Provided passage:
Plasma gun for medical applications: engineering an equivalent electrical target of human body and deciphering relevant electrical parameters

TL;DR

This paper develops an electrical equivalent model of the human body for calibrating plasma medical devices, analyzing plasma interactions at different voltages to ensure safety and therapeutic effectiveness.

Contribution

It introduces a realistic electrical target mimicking human dielectric properties and evaluates plasma gun operation modes for medical applications.

Findings

The equivalent electrical human body model accurately mimics dielectric properties.

Plasma gun operates in therapeutic pulsed mode between 3.0 and 8.5 kV.

Higher voltages cause thermal arcs, posing risks.

Recorded information:

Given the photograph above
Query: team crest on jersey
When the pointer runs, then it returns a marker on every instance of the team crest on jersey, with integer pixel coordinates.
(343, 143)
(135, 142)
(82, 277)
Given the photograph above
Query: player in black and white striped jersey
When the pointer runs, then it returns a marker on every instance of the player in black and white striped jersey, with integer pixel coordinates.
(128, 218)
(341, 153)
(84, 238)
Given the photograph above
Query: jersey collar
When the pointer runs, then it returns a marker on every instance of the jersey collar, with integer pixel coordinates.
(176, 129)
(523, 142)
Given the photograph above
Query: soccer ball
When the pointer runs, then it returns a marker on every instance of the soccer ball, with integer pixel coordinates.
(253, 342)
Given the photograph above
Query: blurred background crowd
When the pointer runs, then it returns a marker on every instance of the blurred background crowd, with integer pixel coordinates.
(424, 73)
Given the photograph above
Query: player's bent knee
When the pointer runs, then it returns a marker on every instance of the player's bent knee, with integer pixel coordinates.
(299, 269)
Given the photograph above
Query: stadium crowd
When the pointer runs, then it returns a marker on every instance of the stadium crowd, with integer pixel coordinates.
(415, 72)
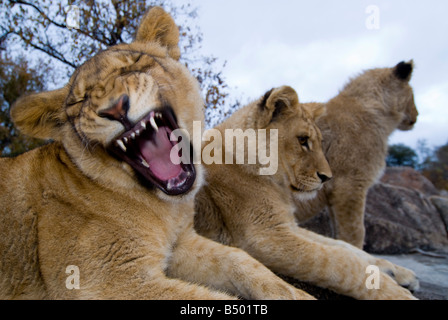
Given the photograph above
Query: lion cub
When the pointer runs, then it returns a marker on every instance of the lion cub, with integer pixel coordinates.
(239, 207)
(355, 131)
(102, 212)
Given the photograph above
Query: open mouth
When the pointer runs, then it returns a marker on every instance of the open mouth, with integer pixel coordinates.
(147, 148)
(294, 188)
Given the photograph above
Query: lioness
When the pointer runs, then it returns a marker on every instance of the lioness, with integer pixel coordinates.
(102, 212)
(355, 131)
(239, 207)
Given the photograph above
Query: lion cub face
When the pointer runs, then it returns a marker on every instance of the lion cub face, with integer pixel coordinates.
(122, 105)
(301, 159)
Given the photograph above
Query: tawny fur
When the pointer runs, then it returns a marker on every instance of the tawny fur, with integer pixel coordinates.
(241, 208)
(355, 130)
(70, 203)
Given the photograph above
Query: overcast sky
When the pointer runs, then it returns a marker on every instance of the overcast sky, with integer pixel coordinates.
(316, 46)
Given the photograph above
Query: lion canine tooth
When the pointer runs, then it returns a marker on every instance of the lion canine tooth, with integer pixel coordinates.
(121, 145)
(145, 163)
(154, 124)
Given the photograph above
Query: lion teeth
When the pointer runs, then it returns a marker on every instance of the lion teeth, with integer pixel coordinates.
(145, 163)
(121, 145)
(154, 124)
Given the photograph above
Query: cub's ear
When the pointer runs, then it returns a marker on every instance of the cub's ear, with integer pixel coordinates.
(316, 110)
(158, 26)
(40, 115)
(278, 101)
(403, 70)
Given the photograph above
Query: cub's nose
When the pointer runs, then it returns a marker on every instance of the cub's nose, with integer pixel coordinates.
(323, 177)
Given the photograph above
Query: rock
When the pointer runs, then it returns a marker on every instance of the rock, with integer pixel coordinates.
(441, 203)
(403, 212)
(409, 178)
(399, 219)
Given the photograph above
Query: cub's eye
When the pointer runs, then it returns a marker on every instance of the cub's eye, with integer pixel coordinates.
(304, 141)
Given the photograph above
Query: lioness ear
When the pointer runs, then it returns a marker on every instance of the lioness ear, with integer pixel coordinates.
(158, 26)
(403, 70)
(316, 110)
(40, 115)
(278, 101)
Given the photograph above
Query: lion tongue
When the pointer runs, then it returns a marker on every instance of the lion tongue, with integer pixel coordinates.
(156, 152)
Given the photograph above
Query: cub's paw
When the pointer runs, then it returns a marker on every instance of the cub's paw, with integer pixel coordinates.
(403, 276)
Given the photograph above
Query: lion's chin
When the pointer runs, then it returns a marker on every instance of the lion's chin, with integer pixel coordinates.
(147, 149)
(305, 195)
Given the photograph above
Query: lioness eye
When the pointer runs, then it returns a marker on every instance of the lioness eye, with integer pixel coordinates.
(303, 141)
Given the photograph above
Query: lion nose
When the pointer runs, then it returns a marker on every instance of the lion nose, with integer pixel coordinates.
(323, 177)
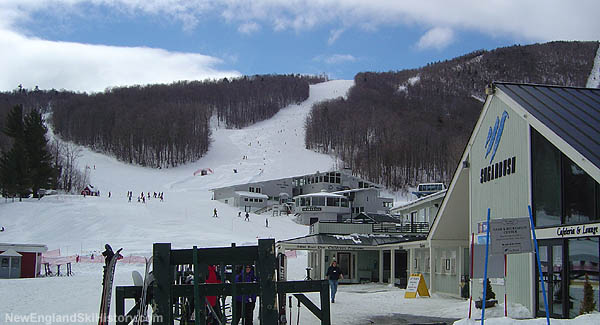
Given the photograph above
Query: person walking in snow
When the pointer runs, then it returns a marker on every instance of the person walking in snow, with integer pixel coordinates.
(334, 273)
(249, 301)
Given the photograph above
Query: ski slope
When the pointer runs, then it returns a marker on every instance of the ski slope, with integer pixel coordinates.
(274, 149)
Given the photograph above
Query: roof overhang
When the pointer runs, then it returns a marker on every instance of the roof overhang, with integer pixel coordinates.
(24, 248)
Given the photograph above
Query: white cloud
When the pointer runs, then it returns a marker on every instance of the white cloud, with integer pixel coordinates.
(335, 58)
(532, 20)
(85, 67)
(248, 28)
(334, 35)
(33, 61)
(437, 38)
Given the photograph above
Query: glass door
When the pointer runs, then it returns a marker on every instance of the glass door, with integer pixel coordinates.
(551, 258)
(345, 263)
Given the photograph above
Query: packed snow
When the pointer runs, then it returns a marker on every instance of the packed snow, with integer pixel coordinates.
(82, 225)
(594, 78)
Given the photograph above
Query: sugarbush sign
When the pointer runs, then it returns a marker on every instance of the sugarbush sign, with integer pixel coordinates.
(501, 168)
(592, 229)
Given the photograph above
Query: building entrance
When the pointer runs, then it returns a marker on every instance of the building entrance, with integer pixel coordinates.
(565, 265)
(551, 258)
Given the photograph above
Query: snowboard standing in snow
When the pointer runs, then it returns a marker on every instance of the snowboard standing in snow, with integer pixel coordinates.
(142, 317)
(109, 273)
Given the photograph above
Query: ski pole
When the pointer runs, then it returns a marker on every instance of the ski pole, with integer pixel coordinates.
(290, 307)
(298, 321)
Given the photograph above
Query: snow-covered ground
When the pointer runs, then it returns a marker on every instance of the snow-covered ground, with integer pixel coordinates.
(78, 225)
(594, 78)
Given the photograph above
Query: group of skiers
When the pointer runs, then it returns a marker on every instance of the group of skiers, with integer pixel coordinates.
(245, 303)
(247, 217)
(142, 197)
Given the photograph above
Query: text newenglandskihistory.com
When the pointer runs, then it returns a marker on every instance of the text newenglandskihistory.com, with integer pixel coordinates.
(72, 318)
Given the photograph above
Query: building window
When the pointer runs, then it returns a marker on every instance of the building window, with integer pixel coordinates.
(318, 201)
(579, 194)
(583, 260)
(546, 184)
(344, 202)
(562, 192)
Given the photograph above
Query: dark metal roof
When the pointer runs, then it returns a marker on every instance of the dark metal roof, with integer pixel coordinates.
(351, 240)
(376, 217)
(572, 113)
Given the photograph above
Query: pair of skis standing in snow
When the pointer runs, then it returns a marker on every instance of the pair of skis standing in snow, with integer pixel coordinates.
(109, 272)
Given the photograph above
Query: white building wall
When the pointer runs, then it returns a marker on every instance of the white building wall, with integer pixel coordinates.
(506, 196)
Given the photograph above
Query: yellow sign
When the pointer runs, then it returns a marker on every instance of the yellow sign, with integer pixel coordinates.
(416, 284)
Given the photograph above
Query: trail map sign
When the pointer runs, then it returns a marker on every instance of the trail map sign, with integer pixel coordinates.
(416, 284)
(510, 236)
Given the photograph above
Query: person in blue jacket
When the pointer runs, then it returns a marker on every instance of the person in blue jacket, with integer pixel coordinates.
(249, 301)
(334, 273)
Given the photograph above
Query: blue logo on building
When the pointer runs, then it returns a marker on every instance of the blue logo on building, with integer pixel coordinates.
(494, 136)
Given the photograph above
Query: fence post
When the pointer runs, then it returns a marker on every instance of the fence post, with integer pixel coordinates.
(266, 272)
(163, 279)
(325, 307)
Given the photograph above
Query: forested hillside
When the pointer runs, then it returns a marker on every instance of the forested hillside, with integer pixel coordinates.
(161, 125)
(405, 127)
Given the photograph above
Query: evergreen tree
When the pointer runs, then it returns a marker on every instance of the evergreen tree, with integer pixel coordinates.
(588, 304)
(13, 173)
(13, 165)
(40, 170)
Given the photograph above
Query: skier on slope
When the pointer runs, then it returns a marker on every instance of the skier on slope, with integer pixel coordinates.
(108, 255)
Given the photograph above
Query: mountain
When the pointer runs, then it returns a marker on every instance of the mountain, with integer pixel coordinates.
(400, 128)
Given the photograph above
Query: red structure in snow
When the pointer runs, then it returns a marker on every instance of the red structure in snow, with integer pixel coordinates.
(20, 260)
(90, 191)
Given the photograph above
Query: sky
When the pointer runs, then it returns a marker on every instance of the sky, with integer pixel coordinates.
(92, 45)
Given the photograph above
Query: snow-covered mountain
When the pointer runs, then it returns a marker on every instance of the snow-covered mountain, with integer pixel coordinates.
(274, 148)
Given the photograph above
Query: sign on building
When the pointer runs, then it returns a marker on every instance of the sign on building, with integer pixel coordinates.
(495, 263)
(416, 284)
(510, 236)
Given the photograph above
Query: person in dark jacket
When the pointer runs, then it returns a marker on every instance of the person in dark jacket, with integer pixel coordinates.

Tasks:
[a] List every finding given under the "Findings" heading of the plasma gun summary.
[b] Reproduce the plasma gun summary word for word, starting with "It introduces a" and going on through "mimics dielectric properties.".
[c] Take the plasma gun summary further, picking up after its final sentence.

Task-by-task answers:
[a]
1. The equivalent electrical human body model accurately mimics dielectric properties.
2. Plasma gun operates in therapeutic pulsed mode between 3.0 and 8.5 kV.
3. Higher voltages cause thermal arcs, posing risks.

[b]
It introduces a realistic electrical target mimicking human dielectric properties and evaluates plasma gun operation modes for medical applications.

Findings

The equivalent electrical human body model accurately mimics dielectric properties.

[c]
Abstract

Simulations and experimental works have been carried out in a complementary way to engineer a basic material target mimicking the same dielectric properties of the human body. It includes a resistor in parallel with a capacitor, whose values (Rh=1500 {\Omega} and Ch=100 pF) are estimated in regard of parameters commonly utilized upon in vivo campaigns (frequency=30 kHz, gap=10 mm, high voltage electrode surface=12.6 mm2). This equivalent electrical human body (EEHB) circuit can be used as a reference and realistic target to calibrate electrical properties of therapeutic plasma sources before their utilization on patients. In this letter, we consider a configuration where this EEHB target interacts with a plasma gun (PG). Plasma power measurements performed in such configuration clearly indicate two operating modes depending on the value of the supplied voltage. Hence, the plasma gun generates pulsed atmospheric plasma streams likely to present therapeutic interest for voltages comprised between 3.0 and 8.5 kV while for higher values, transient arcs of thermal plasma are generated and represent substantial risks for the patient.